» EXERCISE DATA:

──────

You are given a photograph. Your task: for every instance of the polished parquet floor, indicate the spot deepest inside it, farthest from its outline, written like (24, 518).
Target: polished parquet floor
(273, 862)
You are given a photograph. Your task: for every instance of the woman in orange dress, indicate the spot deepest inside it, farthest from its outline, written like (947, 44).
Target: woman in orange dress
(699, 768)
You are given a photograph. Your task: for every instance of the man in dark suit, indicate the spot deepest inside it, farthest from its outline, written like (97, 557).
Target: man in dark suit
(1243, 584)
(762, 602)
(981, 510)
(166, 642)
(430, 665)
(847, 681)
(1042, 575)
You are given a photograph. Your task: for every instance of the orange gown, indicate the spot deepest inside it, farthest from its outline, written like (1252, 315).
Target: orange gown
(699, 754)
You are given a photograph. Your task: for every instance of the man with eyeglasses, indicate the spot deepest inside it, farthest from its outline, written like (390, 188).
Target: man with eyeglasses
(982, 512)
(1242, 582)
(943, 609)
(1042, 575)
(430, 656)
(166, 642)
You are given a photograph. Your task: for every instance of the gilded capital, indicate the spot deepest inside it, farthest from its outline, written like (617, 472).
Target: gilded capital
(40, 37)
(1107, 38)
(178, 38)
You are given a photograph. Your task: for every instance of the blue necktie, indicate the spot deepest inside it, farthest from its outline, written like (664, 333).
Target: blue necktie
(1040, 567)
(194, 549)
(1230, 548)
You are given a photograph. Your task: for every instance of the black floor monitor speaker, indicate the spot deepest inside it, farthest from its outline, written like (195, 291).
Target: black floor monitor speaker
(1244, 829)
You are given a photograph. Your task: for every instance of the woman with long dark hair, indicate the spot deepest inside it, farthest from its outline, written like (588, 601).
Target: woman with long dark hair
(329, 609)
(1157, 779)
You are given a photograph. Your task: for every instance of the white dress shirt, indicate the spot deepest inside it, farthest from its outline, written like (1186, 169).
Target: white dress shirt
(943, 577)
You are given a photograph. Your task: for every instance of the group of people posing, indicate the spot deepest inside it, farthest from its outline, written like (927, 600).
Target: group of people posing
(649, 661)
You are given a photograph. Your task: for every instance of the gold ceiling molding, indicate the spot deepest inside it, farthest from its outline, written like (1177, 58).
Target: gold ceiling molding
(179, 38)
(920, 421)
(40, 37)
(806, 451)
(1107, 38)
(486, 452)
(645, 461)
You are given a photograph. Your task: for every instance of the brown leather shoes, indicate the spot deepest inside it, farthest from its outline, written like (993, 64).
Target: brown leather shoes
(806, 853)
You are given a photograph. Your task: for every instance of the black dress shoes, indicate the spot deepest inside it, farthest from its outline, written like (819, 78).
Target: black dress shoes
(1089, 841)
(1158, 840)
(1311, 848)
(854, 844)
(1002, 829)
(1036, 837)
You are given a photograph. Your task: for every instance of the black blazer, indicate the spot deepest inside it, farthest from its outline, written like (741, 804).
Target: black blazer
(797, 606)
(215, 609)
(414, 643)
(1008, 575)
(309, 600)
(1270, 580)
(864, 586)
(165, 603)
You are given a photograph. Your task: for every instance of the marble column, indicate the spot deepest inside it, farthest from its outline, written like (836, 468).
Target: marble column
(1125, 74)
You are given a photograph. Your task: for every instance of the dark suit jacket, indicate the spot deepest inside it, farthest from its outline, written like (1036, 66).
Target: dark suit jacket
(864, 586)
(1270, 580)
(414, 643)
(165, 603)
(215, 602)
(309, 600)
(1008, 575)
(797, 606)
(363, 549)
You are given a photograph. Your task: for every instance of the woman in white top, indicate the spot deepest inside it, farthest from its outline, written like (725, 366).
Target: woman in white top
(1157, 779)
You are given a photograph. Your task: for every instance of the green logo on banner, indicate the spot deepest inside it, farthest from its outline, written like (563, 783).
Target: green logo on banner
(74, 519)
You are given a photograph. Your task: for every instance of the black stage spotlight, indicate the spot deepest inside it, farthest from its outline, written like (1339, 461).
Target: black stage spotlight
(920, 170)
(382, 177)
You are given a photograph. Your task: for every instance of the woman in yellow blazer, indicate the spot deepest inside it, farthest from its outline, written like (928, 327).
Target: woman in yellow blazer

──────

» EXERCISE AIM:
Copy all lines of the preceding data that hold the word "yellow".

» ANSWER SPACE:
You are given a photograph. Your task: for every instance of the woman in yellow blazer, indicate the spot deepest inside it, farthest from its outline, written like (928, 327).
Target: woman in yellow blazer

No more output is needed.